§ EXTRAIT FOURNI:

++++++

La Sémantique Générale Aujourd'hui: une critique


par Henri Landier

Introduction

« Dans mon expérience des adultes qui n'ont eu qu'un court contact avec mon travail, je trouve dans beaucoup de cas que bien qu'ils puissent avoir donné leur approbation verbale complète au point principal du système, il manque invariablement la pleine application en pratique... L'importance sémantique des présentes découvertes ne réside pas dans l'approbation verbale seule, lorsque cette approbation n'est pas mise en application.... » (S&.S p. 455)

Le livre de Michel Saucet n'est pas, à mes yeux, un ouvrage de sémantique générale. La prise de conscience des niveaux silencieux m'en paraît totalement absente, et il ne reste de la s.g. qu'une caricature, un peu comme une projection déformée à deux dimensions de quelque chose à trois dimensions. Ou, pour paraphraser A.K. (S&.S p. 458), Michel Saucet confond un os à moelle avec un os en carton simplement frotté d'un peu de viande.

++++++

§ DONNÉES BRUTES:
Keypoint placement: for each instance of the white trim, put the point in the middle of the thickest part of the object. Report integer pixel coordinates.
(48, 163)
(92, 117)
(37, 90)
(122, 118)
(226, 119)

++++++

§ ÉNONCÉ ÉCRIT 1: Recopiez le passage de la critique de la sémantique générale depuis « Introduction » jusqu'à « peu de viande. » inclus.
§ ÉNONCÉ ÉCRIT 2: D'après la critique de la sémantique générale, qu'est-ce qui paraît totalement absent du livre de Michel Saucet ?
§ ÉNONCÉ ÉCRIT 3: Poursuivez la critique de la sémantique générale à partir de sa dernière phrase.

§ RÉSULTAT OBTENU 1:
Introduction

« Dans mon expérience des adultes qui n'ont eu qu'un court contact avec mon travail, je trouve dans beaucoup de cas que bien qu'ils puissent avoir donné leur approbation verbale complète au point principal du système, il manque invariablement la pleine application en pratique... L'importance sémantique des présentes découvertes ne réside pas dans l'approbation verbale seule, lorsque cette approbation n'est pas mise en application.... » (S&.S p. 455)

Le livre de Michel Saucet n'est pas, à mes yeux, un ouvrage de sémantique générale. La prise de conscience des niveaux silencieux m'en paraît totalement absente, et il ne reste de la s.g. qu'une caricature, un peu comme une projection déformée à deux dimensions de quelque chose à trois dimensions. Ou, pour paraphraser A.K. (S&.S p. 458), Michel Saucet confond un os à moelle avec un os en carton simplement frotté d'un peu de viande.

§ RÉSULTAT OBTENU 2: La prise de conscience des niveaux silencieux.

§ RÉSULTAT OBTENU 3:
L'ouvrage constitue, encore à mes yeux, une contre-performance remarquable, et je l'ai conseillé à mes élèves en leur demandant de se munir d'un feutre de couleur. Il me paraît en effet utile et amusant de passer le feutre sur les verbes 'être', les 'ou bien'/'ou bien' (monde intérieur/monde extérieur, deux aspects, langage/choses, factuel/inférentiel...), les énonces auto-réflexifs contradictoires, etc.

J'ai procédé à ce coloriage qui n'est pas fini! Les quelques pages qui suivent en donnent brièvement la description, au gré de ma lecture et de mes humeurs de l'instant. Il m'est arrivé de prendre un malin plaisir à donner des exemples qui 'mettent en porte-à-faux' les citations du texte: il me paraît beaucoup plus difficile de mettre dans cette situation des expressions en accord structurel avec "ce qui se passe".

Bien des 'prêtres' passent leur vie à faire comme les facteurs: transporter sans cesse des paquets dont ils ignorent le contenu; l'auteur de l'ouvrage agit apparemment de cette façon.


					H. Landier
					2 septembre 1984 (revu le 12/5/96)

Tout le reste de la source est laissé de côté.